- Problem to solve
Could you output everything in the material from the line containing "of the player's" down to its end as a two-column CSV with the header text,answer? Give one row per worded line, with that line in text and the coordinate lines beneath it, joined by spaces, in answer, each field in quotes.

····················

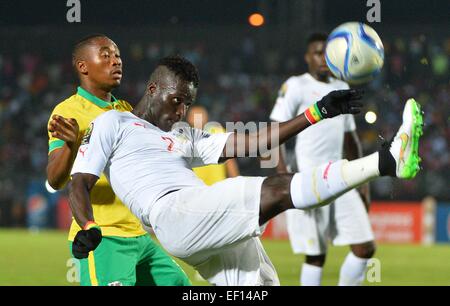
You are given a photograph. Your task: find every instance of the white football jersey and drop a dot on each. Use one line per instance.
(323, 141)
(142, 162)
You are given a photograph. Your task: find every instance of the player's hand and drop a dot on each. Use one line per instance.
(66, 129)
(86, 241)
(340, 102)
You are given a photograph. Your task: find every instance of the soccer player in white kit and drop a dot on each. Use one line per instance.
(148, 160)
(346, 221)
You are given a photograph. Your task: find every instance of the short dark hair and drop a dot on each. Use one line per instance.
(79, 45)
(317, 36)
(182, 68)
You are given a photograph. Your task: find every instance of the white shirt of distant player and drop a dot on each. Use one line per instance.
(322, 142)
(142, 162)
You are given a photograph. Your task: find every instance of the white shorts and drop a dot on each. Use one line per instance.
(344, 222)
(196, 223)
(243, 264)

····················

- Output of the task
text,answer
"You are given a photograph. Your task: find every instance of the player's hand and drop a dot on each. Use one line per instance.","(66, 129) (86, 241) (340, 102)"
"You are given a photograph. Your task: find every instance of the soccer player in white kit and drop a dot on each. Use one line per instance.","(148, 160) (346, 221)"
"You are given a photograph. Your task: find every instance of the short dark hair and drop a dot on each. Use one line per instance.","(79, 45) (317, 36) (182, 68)"
"You are given a photograph. Your task: find every instance of the white shirt of distant player and drop a dot on each. Use one line per instance.","(322, 142) (142, 162)"
"You are given a photograph. Your task: find every instance of the white shorts and drop a dot on each. Use one line per instance.","(344, 222) (196, 223) (243, 264)"